- _Text segment_:
--------------------
PEORIA, Ariz. — A San Diego Padres fan is fulfilling a lifelong dream.
"I'm just super happy to be here. It's the best-ever. Opening day!", Ken Flannell said on opening day of Padres Fantasy Camp.
"It's dream like I mean, this clubhouse for one thing. It's like being in a fancy country club. To be able to get instruction from guys that I watched play on TV, back in the day and even recently. And how cool and giving and open they are. It's a dream," Flannell said talking about the former Padre players who act as coaches during the camp.
Flannell's dream experience almost didn't happened.
In April 2021, he was diagnosed with what they call a mitral valve regurgitation, which is a leaky valve in the heart.
Flannell elected to become the first person in the western United States to undergo a state of the art procedure.
Prior to surgery, his heart was four times its normal size. The surgery did its job as his heart shrunk back to it's normal size, but eventually his heart shrunk too much.
In Oct. 2022, his doctor said he needed to do another surgery. But Flannell had a concern.
"I said, you know I signed up for a baseball camp in January. Is there a way to postpone the surgery after camp. The doctor just got a huge smile and he beamed and said, 'I can move you up in the schedule and we'll get you to baseball camp.' So he did it," Flannell said.
--------------------
- _Listed entries_:
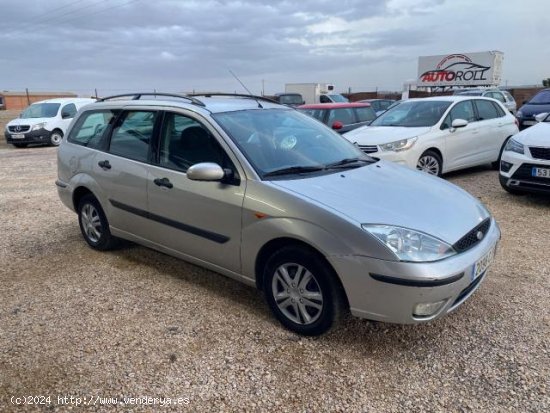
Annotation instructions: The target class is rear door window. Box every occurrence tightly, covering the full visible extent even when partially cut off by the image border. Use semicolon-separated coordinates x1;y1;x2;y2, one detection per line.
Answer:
109;110;158;162
67;110;120;149
476;99;499;120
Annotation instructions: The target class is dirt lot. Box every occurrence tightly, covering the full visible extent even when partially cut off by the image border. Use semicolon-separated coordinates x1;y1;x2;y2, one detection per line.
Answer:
0;143;550;412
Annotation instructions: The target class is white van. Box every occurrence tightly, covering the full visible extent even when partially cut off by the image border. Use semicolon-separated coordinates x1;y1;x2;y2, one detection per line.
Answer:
4;98;95;148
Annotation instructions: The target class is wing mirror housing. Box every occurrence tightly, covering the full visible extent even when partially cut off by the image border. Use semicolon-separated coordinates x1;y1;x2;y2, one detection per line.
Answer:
187;162;240;185
535;112;548;122
332;120;344;130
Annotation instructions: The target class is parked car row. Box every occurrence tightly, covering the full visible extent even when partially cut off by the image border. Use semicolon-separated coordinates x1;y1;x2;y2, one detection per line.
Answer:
344;96;518;176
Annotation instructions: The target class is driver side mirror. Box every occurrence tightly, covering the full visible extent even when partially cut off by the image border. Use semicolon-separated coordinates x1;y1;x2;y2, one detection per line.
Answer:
186;162;239;185
332;120;344;130
535;112;548;122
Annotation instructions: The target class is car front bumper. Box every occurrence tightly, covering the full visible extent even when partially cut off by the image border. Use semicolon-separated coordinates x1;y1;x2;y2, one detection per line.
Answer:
499;147;550;193
4;129;52;144
328;219;500;324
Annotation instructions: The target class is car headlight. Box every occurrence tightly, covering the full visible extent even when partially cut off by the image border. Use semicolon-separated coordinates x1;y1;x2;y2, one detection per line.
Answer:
362;224;456;262
504;138;525;155
31;122;46;130
378;137;418;152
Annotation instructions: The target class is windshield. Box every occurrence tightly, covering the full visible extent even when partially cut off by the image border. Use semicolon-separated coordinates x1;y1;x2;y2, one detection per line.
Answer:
21;103;61;119
279;95;303;105
327;94;349;103
529;90;550;105
212;109;373;178
370;100;451;128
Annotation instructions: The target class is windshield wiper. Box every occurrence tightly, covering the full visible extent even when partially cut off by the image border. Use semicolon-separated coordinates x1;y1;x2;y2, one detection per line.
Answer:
264;166;325;177
325;158;373;168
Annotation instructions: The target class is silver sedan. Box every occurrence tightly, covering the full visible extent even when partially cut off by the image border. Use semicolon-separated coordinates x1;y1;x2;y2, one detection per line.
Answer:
56;94;500;335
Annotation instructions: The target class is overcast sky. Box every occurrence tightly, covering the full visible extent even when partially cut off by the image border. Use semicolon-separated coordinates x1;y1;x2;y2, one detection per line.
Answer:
0;0;550;95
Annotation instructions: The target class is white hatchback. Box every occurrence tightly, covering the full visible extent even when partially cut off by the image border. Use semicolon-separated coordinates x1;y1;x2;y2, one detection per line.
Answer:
343;96;518;176
499;113;550;194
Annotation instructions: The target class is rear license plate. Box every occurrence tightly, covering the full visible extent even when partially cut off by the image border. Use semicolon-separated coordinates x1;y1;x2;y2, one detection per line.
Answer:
472;245;496;281
531;168;550;178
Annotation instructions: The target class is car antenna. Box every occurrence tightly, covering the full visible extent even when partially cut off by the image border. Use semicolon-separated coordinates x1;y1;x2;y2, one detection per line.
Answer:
227;69;264;109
--------------------
- _Exercise instructions_:
A. Reproduce word for word the part of the Padres Fantasy Camp article that runs from "Prior to surgery, his" up to and including "had a concern.".
B. Write the next part of the article about the Padres fan at fantasy camp, picking up after its final sentence.

- _Task answers_:
A.
Prior to surgery, his heart was four times its normal size. The surgery did its job as his heart shrunk back to it's normal size, but eventually his heart shrunk too much.
In Oct. 2022, his doctor said he needed to do another surgery. But Flannell had a concern.

B.
While surgery was a success. It went eight hours, three hours longer than anticipated, leaving Flannell's wife a nervous wreck in the waiting room as she received no updates.
Four hours after surgery, Flannell started to wake up,
"I started coming to come out of anesthesia and they took the breathing tube out. The first thing I said was not 'where's my dedicated wife', it was '68 days to baseball camp!," Flannell said.
In his ten weeks of recovery before camp, he had doubts if he would make it. But he persevered and is now enjoying the five-day camp.
Flannell won a coach's award during the camp, handed out by former Padres catcher Nick Hundley.
Flannell says he will cherish his experience the rest of his life.
"I've always felt like you only get so many days in your life that you remember forever, especially the positive ones. So I felt like this is going to be five or six of those," Flannell said.